Entries:
__________

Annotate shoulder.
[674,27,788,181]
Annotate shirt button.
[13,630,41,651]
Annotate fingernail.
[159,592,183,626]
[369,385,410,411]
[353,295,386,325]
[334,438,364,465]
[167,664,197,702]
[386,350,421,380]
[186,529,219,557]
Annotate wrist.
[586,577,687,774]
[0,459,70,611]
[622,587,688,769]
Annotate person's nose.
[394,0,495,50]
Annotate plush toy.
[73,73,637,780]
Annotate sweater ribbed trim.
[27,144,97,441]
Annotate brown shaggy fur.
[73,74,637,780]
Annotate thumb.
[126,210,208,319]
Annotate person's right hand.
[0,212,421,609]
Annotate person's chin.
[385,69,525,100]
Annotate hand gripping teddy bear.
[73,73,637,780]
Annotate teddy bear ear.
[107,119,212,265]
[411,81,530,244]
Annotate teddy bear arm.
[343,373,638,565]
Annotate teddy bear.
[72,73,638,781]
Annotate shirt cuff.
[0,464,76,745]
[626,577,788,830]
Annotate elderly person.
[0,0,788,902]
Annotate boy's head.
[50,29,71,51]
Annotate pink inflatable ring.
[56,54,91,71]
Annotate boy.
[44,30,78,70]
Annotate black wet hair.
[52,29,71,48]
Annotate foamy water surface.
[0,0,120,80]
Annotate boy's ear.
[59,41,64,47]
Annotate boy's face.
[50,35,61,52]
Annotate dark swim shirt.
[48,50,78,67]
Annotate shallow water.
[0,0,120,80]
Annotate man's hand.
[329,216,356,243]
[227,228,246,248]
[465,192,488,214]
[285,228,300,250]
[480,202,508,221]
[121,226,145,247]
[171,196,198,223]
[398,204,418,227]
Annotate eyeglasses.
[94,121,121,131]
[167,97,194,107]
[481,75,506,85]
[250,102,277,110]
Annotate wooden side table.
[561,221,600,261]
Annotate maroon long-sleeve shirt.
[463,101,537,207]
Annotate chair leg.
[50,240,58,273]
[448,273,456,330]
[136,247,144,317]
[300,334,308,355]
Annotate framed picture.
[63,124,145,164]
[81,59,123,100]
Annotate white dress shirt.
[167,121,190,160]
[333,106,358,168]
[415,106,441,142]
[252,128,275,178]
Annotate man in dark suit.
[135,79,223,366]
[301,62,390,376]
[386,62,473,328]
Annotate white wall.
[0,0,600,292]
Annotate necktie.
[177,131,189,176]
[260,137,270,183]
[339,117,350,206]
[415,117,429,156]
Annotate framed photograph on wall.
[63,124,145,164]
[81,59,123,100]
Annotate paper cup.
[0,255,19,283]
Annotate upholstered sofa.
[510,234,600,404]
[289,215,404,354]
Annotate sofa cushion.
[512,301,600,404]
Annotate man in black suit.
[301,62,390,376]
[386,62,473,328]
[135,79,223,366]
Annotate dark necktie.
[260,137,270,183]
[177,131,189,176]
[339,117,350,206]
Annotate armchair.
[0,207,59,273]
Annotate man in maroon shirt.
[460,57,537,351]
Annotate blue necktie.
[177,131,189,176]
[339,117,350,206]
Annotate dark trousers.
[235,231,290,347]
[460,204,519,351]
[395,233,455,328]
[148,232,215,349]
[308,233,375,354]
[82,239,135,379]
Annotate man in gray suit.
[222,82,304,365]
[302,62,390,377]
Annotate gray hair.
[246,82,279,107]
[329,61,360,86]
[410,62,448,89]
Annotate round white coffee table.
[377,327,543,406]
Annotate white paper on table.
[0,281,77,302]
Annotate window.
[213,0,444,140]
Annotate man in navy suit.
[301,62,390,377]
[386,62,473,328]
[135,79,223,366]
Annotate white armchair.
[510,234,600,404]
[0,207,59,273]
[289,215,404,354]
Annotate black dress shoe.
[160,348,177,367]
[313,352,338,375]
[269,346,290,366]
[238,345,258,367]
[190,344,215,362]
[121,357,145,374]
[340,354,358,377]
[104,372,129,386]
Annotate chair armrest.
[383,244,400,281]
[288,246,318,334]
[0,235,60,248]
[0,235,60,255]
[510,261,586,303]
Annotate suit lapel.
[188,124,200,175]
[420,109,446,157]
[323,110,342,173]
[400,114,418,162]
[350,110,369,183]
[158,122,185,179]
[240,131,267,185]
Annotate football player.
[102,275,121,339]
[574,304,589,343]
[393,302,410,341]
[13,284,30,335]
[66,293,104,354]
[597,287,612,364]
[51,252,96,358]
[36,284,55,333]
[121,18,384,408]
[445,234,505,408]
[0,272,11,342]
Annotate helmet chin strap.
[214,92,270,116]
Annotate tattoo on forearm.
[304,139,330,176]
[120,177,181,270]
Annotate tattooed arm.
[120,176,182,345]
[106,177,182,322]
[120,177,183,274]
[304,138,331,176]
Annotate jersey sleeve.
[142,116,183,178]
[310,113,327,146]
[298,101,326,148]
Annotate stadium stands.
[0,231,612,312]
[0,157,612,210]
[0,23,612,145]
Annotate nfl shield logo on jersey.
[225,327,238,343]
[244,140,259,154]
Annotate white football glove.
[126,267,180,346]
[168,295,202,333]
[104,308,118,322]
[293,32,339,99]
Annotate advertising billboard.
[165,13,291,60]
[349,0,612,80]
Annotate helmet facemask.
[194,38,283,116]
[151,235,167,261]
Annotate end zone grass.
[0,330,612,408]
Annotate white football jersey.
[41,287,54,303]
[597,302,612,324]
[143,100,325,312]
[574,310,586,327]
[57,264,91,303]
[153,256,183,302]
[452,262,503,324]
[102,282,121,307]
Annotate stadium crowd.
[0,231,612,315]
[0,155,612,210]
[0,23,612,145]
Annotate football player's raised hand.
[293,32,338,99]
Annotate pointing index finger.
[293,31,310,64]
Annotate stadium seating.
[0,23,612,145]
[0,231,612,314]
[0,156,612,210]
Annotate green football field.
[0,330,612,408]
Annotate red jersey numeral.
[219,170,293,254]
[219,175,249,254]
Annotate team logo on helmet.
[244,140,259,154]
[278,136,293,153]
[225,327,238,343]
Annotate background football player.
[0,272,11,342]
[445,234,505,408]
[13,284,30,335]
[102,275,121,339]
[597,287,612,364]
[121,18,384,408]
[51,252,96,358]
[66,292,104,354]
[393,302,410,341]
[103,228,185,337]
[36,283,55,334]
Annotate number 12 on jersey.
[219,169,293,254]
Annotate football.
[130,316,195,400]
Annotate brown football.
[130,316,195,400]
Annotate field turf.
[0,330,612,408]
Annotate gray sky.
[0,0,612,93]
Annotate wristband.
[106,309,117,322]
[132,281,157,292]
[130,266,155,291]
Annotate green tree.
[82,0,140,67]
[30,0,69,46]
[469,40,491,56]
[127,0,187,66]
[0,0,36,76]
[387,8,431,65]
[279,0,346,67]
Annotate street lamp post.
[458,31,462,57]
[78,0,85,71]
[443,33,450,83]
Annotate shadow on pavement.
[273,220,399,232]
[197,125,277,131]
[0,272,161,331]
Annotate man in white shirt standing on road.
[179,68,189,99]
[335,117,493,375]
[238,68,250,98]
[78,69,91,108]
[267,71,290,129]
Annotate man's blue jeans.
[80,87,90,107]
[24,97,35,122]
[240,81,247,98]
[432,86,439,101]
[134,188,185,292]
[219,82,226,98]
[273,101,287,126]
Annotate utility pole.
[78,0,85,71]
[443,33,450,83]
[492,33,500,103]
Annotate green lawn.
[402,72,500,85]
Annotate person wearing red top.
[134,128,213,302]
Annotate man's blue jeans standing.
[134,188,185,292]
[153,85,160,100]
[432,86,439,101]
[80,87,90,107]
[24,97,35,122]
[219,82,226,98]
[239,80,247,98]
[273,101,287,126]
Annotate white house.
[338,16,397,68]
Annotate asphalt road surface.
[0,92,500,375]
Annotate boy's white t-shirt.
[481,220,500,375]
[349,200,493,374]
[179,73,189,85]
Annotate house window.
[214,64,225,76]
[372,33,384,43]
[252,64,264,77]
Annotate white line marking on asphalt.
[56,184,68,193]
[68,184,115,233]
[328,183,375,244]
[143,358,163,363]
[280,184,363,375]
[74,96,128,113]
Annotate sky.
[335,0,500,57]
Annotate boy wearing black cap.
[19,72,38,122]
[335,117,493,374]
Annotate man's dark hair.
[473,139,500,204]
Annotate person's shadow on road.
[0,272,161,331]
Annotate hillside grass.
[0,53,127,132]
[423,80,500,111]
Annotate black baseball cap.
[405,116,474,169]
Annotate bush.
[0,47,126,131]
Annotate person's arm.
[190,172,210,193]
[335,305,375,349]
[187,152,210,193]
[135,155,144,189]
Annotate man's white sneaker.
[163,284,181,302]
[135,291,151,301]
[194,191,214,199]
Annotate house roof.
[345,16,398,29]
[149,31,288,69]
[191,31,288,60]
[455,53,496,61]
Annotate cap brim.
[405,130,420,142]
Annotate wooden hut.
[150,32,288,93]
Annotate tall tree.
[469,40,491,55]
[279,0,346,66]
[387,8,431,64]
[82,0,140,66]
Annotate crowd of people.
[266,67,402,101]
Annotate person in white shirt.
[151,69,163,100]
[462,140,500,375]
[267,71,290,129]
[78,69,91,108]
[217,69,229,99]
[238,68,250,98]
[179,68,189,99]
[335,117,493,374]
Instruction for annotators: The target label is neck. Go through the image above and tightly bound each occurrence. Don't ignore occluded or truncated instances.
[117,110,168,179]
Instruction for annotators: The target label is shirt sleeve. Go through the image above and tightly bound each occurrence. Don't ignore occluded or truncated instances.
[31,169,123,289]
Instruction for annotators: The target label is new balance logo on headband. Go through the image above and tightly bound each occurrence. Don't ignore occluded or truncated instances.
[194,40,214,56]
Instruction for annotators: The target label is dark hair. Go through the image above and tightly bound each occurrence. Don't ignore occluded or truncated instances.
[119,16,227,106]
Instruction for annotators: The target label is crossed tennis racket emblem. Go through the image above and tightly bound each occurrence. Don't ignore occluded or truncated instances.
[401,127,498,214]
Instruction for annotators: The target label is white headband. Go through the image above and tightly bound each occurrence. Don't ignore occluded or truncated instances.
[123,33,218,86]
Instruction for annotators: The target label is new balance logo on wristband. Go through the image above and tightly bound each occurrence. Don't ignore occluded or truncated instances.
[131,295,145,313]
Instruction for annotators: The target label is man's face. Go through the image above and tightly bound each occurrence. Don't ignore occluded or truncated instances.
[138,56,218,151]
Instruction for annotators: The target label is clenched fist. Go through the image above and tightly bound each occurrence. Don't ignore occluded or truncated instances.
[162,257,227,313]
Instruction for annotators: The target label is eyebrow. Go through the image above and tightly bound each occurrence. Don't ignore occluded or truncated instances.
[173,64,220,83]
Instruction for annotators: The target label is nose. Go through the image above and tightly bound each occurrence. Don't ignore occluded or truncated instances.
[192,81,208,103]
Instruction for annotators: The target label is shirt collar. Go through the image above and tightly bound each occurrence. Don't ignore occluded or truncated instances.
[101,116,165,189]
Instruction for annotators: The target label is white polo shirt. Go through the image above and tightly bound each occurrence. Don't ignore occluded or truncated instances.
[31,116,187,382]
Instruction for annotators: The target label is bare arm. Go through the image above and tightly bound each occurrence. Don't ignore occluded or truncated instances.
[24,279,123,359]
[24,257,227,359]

__________

Goal: Copy out the rows above word for word, from the first line up to and including the line that contains "[394,0,495,50]".

Exercise result:
Annotate shoulder.
[674,27,788,181]
Annotate shirt button.
[13,630,41,651]
Annotate fingernail.
[159,592,183,626]
[369,385,410,411]
[353,295,386,325]
[334,438,364,465]
[167,664,197,702]
[386,350,421,380]
[186,529,219,557]
Annotate wrist.
[586,577,687,774]
[0,459,70,611]
[622,587,688,769]
Annotate person's nose.
[394,0,495,50]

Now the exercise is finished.